## ИСХОДНЫЙ ОТРЫВОК
§
Русские, или Из дворян в интеллигенты — страница 22 из 94

Но погодим усмехаться, обличая тем свое пристрастие к нынешним стереотипам.

Что мы знаем о Давыдове (1784–1839)? Партизан. Поэт. Романсы писал: «Без сюртука в одном халате…» Да, «так поется в романсе Дениса Давыдова», — может написать вполне ученый человек, процитировав это или что-то иное, к авторству чего Денис Васильевич не причастен ни сном ни духом. Еще, разумеется, этакий буян-гусарише, царь-выпивоха, бочка бездонная… И опять ерунда. То есть — не ударимся и в иную крайность; случалось, пивали, и крепко, но вот как описывает Давыдовский сын его обычную жизнь в деревне (не все ж воевать): подъем в четыре утра, «усиленная ходьба», регулярная работа, «самая умеренная пиша, рюмка водки», одна, много две вина — «сухого», как мы говорим. Ничего похожего на богему по-советски и постсоветски, принимающую пьянку до выворотности за доблесть. Ничего от «гусарства» в нашем, пошлейшем понимании слова.

Много, много мы наплели чепухи. Не говорю уж об из-вращенческих вывертах, каковой позволил себе, например, уже поминавшийся автор книги о Грибоедове: Екатерина Великая у него, как помним, «полуграмотная потаскуха», а Денис Давыдов, «честнейший русский», как назвал его Достоевский, — пуще того, домашний стукач при Алексее Петровиче Ермолове, Давыдовском кузене и кумире… Ну что за пристрастие к обгаживанию? Но вот заблуждение безобидное — репутация певца битв, сражений, щедро льющейся крови; вновь ничего подобного.

Да: «Я люблю кровавый бой! Я рожден для службы царской! Сабля, водка, конь гусарской, с вами век мне золотой!» Но как только доходит до дела, до крови, которую приходилось-таки проливать, — стоп, молчок. Впрочем, ведь вообще людям, всерьез повидавшим войну, эта сдержанность присуща, так что, скажем, поэт-фронтовик 1941 года, мучительнодотошно передав предощущение рукопашной, о ней самой скажет только: «Бой был коротким». Точка.

Не удивлюсь, если меня схватят за руку: «сабля, водка» — ага, нечего опровергать сложившееся реноме, коли сам признается… То-то и оно, что — сам. Все делал сам: и судьбу свою строил, и легенду о себе создавал — между прочим, и тут с ущербом для собственной пользы. Когда тот же Ермолов, еще не опальный, а могущественный владыка Кавказа, хлопотал перед императором Николаем, убеждая его, что Давыдов вознагражден много ниже заслуг, имея в виду прежде всего партизанство в Отечественной войне, что он честен, храбр и по службе исправен, — ему приходилось внушать царю, что, «быв гусаром, он славил и пел вино, и оттого прослыл пьяницей; а он такой же пьяница, как я». Но Николай хоть и слушал, однако не верил.

Что ж, будем и это рассматривать как своеобразнейшую викторию того, кто всю жизнь норовил заслонить свою реальную личность легендой. В частности, и легендой о стихотворце-дилетанте, берущемся за перо от нечего делать, от боя к бою: «Я не поэт, я — партизан, казак, я иногда бывал на Пинде, но наскоком…» И — смиренно упрашивающем «старших товарищей» править ему стихи, как недоучке.
§
## ПРЕДСТАВЛЕННЫЙ МАТЕРИАЛ
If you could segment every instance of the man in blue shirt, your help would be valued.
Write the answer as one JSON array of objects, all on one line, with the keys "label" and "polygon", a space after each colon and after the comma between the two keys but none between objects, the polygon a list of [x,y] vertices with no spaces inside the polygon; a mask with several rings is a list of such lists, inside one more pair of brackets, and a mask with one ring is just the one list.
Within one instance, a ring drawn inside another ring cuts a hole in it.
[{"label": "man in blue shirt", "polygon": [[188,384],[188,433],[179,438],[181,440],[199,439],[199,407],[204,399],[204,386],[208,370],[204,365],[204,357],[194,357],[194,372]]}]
§
## СПИСОК ЗАДАНИЙ
1) Во сколько, согласно отрывку о Денисе Давыдове, он вставал, живя в деревне?
2) Допишите отрывок о Денисе Давыдове, начав сразу после его последней фразы.
Материал никак не связан с отрывком о Денисе Давыдове.

## ОТВЕТЫ К ЗАДАНИЯМ
1) По описанию его сына, Давыдов вставал в четыре утра.

2)
Но это было для простаков. Стреляный воробей Василий Андреевич Жуковский, получив от Дениса самоуничижительную цидульку, на нее отнюдь не поймался: «Ты шутишь, требуя, чтобы я поправил стихи твои. Все равно, когда бы ты сказал мне: поправь (по правилам малярного искусства) улыбку младенца, луч дня на волнах ручья, свет заходящего солнца на высоте утеса и пр. и пр. Нет, голубчик, не проведешь».

Да и сам Давыдов проговорился однажды, в чем его высшая и тайная гордость.

«Пушкина возьми за бакенбард и поцелуй за меня в ланиту, — писал он в 1830 году Вяземскому. — Знаешь ли ты, что этот черт, может быть не думая, сказал прошедшее лето… одно слово, которое необыкновенно польстило мое самолюбие?.. Он, хваля стихи мои, сказал, что в молодости своей от стихов моих стал писать свои круче и приноравливаться к оборотам моим, что потом вошло ему в привычку… Ты знаешь, что я не цеховой стихотворец и не весьма ценю успехи мои (ой ли? — Ст. Р.), но при всем том слова эти отозвались во мне и по сие время меня радуют».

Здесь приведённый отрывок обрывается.